Reading passage:
-=-=-=-=-

Let us dive deeper into the art of coffee trading. Deciding what to drink in the morning is typically a quick decision for most people. People around the world often gravitate toward the black, invigorating taste of coffee that kick-starts their day and helps them focus on their work better. Consequently, coffee is a very popular choice among investors due to its consistently high demand. Although the price of coffee may fluctuate over time due to various factors, it remains a soft commodity with good potential returns. Here, we present a detailed guide for those who would like to start coffee trading.
The allure of coffee extends beyond its morning caffeine boost. The potentially promising returns that trading coffee can generate might hold an even greater appeal. Generally speaking, investors often choose between two types of coffee to add into their ventures:
These coffee beans belong to the premium category known for their finer quality. The sweeter and lighter taste of this type renders it a preferred choice among coffee lovers. It constitutes around 70% of the market share. In the world of trading, trend traders usually favor Arabic coffee as its price is more stable.
Robusta coffee beans are known for their bitter taste attributed to their elevated caffeine content. This type constitutes about 30% of the coffee market and often commands a higher price. Due to its greater price volatility, it is the pick of short-term investors, who choose to go for coffee trading.

-=-=-=-=-

Listed records:

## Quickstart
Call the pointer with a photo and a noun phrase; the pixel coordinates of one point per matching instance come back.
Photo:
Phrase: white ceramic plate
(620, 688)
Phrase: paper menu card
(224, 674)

-=-=-=-=-

Exercise brief: In the coffee trading guide, what share of the coffee market does Robusta make up?

Output below: About 30%.